Instructions for the task: Copy each of the following records line by line, keeping every word and number unchanged.
==================================================
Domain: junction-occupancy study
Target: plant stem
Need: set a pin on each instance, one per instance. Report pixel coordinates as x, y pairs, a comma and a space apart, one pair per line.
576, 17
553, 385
==================================================
Solution for this problem:
Domain: junction-occupancy study
Target: plant stem
Need: set a pin on each instance, one per instance. Report pixel coordinates as x, y pairs, a comma and a space apart, one pair per line.
576, 17
553, 385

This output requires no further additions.